TEXTO APRESENTADO

»»

Questionado por meio da assessoria de imprensa sobre a motivação do encontro do titular da SVS com a Abia, o Ministério da Saúde não respondeu até o fechamento desta reportagem.

Em um e-mail enviado a esta reportagem, a SVS limitou-se a informar que o “plano de ações estratégicas para o enfrentamento das doenças crônicas e agravos não transmissíveis no Brasil” está atualmente “em fase de diagramação” e “assim que for concluído será divulgado pela pasta”.

Indústria e doenças crônicas

Por mais que a Abia diga que não, tentando tapar o sol com a peneira, o corpo de evidências científicas que mostram a relação do consumo de ultraprocessados com o desenvolvimento de doenças crônicas e o ganho de peso corporal tem se tornado mais robusto e consolidado nos últimos anos. Para não deixar dúvida, alguns exemplos desses alimentos são macarrões instantâneos, bolachas, doces, embutidos, entre outros.

Recentemente, um grupo de pesquisadores da Universidade Federal de Santa Catarina (UFSC) mostrou, em um artigo científico, que 65% dos alimentos industrializados no Brasil contêm açúcares adicionados à formulação. Para obter esse percentual, os autores do estudo, integrantes do Núcleo de Pesquisas de Nutrição em Produção de Refeições (NUPPRE), analisaram as informações contidas nos rótulos de 4.805 produtos disponíveis na loja de uma grande rede de supermercados do país.

O achado da pesquisa soma-se a outros indícios do uso excessivo de açúcar pela população brasileira, ao lado do maior consumo de alimentos ultraprocessados, conforme mostram alguns indicadores, como a Pesquisa de Orçamentos Familiares (POF), do IBGE.

A Organização Mundial da Saúde (OMS) recomenda para adultos um consumo diário de até 50 gramas do ingrediente. A mediana de açúcar adicionado encontrado nos produtos analisados pelo estudo era de 18,2 a cada 100 gramas — a mediana é uma espécie de cálculo de média, usado em estatística para corrigir eventuais distorções na base da amostra.

Entre os alimentos com açúcares adicionados estavam até alguns que supostamente são considerados de melhor qualidade. Na verdade, não são, mas costumam ser propagandeados dessa maneira.

“Muitos alimentos que têm esse halo saudável como, por exemplo, produtos lácteos e barras de cereal — um terço delas é açúcar — não são tão saudáveis quanto as pessoas imaginam que sejam”, comenta Tailane Scapin, uma das autoras do estudo, doutoranda do programa de pós-gradução em nutrição da UFSC e do NUPPRE.

««

TRECHO DE DADOS
»»

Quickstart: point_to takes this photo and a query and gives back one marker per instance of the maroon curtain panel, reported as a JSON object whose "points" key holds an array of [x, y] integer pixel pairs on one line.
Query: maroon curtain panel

««

TAREFA 1
Extraia da reportagem sobre alimentos ultraprocessados o trecho que começa em "Por mais que" e segue até "supermercados do país.".
TAREFA 2
Liste os exemplos de alimentos ultraprocessados citados na reportagem sobre alimentos ultraprocessados.
TAREFA 3
Prossiga com a reportagem sobre alimentos ultraprocessados a partir da última frase apresentada.

RESPOSTA 1
Por mais que a Abia diga que não, tentando tapar o sol com a peneira, o corpo de evidências científicas que mostram a relação do consumo de ultraprocessados com o desenvolvimento de doenças crônicas e o ganho de peso corporal tem se tornado mais robusto e consolidado nos últimos anos. Para não deixar dúvida, alguns exemplos desses alimentos são macarrões instantâneos, bolachas, doces, embutidos, entre outros.

Recentemente, um grupo de pesquisadores da Universidade Federal de Santa Catarina (UFSC) mostrou, em um artigo científico, que 65% dos alimentos industrializados no Brasil contêm açúcares adicionados à formulação. Para obter esse percentual, os autores do estudo, integrantes do Núcleo de Pesquisas de Nutrição em Produção de Refeições (NUPPRE), analisaram as informações contidas nos rótulos de 4.805 produtos disponíveis na loja de uma grande rede de supermercados do país.

RESPOSTA 2
macarrões instantâneos, bolachas, doces, embutidos

RESPOSTA 3
No Brasil, o consumo de alimentos ultraprocessados vem em uma crescente nas últimas duas décadas. De 12,6% do total de calorias adquiridas para consumo em casa pelas famílias brasileiras entre 2002 e 2003, esses itens saltaram para 18,4% entre 2017 e 2018, de acordo com as informações mais recentes da Pesquisa de Orçamento Familiares, a POF, do IBGE.

Entre outras explicações, um dos motivos para essa tendência é a diminuição no preço dos ultraprocessados e o aumento do custo da comida in natura e minimamente processada.

Paralelo a isso, no mesmo período, os índices de obesidade e excesso de peso deram um salto. A obesidade passou de 9,6% entre homens e 14,5% entre mulheres em 2002-2003, segundo a POF, para 22,8% entre homens e 30,2% entre mulheres, informa a medição da Pesquisa Nacional de Saúde.

Nas duas categorias, o sobrepeso também disparou de 43%, no início dos anos 2000, para mais de 60% no período mais recente. Como se sabe, o excesso de peso é um fator de risco para diversas enfermidades.

Anteriormente à pandemia de coronavírus, as doenças crônicas não transmissíveis correspondiam à principal causa de morte no Brasil. Apresentavam, em 2017, uma taxa de 172,4 mortes a cada 100 mil habitantes, um patamar bem superior às provocadas por doenças infecciosas (36,1 a cada 100 mil) e causas externas (77,6 a cada 100 mil).

Não custa lembrar que todas essas condições crônicas assinaladas também estão, reconhecidamente, relacionadas aos casos mais graves de covid-19 e à maior mortalidade de uma doença que já matou mais de 430 mil brasileiros, segundo o site covid.saude.gov.br.